Problem to solve:
Repeat the full listing, word for word.

Source records:
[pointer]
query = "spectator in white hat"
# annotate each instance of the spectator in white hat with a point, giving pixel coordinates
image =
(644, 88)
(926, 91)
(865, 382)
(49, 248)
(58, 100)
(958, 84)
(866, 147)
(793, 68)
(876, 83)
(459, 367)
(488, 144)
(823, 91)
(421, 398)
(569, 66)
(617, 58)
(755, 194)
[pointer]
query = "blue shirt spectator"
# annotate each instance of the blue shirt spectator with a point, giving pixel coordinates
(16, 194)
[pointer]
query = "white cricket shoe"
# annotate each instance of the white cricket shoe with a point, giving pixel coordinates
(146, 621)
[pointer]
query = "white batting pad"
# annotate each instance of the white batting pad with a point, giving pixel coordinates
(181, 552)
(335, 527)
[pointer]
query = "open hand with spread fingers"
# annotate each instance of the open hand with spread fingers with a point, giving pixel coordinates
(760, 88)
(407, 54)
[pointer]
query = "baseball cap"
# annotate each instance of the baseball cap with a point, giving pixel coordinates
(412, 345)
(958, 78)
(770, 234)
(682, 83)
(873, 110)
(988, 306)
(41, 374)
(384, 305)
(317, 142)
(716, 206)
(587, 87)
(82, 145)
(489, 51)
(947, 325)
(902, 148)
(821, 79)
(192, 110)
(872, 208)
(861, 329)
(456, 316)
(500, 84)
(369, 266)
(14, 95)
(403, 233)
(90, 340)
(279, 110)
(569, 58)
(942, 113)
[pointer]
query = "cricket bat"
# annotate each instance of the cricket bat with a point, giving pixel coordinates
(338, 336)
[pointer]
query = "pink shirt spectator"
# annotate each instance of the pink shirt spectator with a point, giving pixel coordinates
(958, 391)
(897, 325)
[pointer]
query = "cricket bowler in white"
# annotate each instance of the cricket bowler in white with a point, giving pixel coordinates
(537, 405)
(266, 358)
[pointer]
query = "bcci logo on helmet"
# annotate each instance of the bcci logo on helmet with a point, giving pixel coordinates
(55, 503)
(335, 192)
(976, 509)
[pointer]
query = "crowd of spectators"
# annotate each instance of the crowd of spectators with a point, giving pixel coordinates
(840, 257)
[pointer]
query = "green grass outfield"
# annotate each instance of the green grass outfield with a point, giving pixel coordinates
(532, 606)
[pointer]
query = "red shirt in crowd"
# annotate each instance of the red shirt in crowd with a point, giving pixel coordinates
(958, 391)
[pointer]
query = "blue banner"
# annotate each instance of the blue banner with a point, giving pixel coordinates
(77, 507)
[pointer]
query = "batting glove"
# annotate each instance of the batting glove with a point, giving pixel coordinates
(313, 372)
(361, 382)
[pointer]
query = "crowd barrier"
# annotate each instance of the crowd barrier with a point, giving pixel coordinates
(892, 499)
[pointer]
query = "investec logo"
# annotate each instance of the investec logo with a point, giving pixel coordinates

Response below:
[pointer]
query = "spectator in white hat"
# annotate each instance of the spectator in white hat with a point, giving pixel coordinates
image =
(644, 88)
(926, 91)
(865, 382)
(49, 248)
(58, 100)
(958, 84)
(866, 147)
(793, 68)
(876, 83)
(459, 367)
(488, 144)
(823, 91)
(421, 398)
(569, 66)
(617, 58)
(755, 194)
[pointer]
query = "blue shirt spectator"
# annotate each instance of the blue shirt spectator with a point, giving pixel coordinates
(16, 194)
[pointer]
query = "white cricket shoe"
# annotate each instance of the white cricket shoe with a point, giving pixel coordinates
(146, 621)
[pointer]
query = "white batting pad"
# annotate each instance of the white batting pad with a point, giving pixel coordinates
(181, 552)
(335, 527)
[pointer]
query = "open hand with spread fingers"
# annotate each instance of the open hand with spread fingers with a point, giving pixel coordinates
(760, 88)
(407, 54)
[pointer]
query = "baseball cap"
# annotate each instance of the baseball cap with a point, giving pixel coordinates
(412, 345)
(958, 78)
(770, 234)
(682, 83)
(873, 110)
(988, 306)
(41, 374)
(384, 305)
(317, 142)
(716, 206)
(587, 87)
(82, 145)
(489, 51)
(947, 325)
(902, 148)
(821, 79)
(192, 110)
(872, 208)
(861, 329)
(456, 316)
(500, 84)
(369, 266)
(14, 95)
(403, 233)
(90, 340)
(279, 110)
(569, 58)
(942, 113)
[pointer]
query = "cricket bat"
# annotate each instance of the cricket bat with a point, giving pixel coordinates
(338, 336)
[pointer]
query = "pink shirt spectator"
# annotate each instance of the pink shirt spectator with a point, giving pixel coordinates
(958, 391)
(897, 325)
[pointer]
query = "cricket bowler in white"
# annotate each instance of the cricket bowler in white with a point, giving pixel coordinates
(537, 405)
(266, 358)
[pointer]
query = "bcci logo on helmet"
# annotate each instance of the bcci logo on helmet with a point, giving pixel coordinates
(55, 503)
(335, 192)
(976, 509)
[pointer]
query = "crowd of spectators"
# annotate each instance of the crowd of spectators with a point, giving pixel coordinates
(840, 257)
[pointer]
query = "green grass outfield"
# annotate each instance of the green grass outfield with a point, giving pixel coordinates
(532, 606)
[pointer]
query = "red shirt in crowd"
# annotate each instance of the red shirt in crowd with a point, giving pixel coordinates
(958, 391)
[pointer]
query = "blue banner"
# annotate each instance of the blue banner with a point, giving pixel coordinates
(77, 507)
[pointer]
query = "batting glove"
# annotate each instance of the batting glove with a point, giving pixel coordinates
(313, 372)
(361, 382)
[pointer]
query = "crowd barrier"
# annotate each instance of the crowd barrier with a point, giving pixel coordinates
(892, 499)
[pointer]
query = "investec logo"
# annotate each instance of the investec logo with a point, giving pixel coordinates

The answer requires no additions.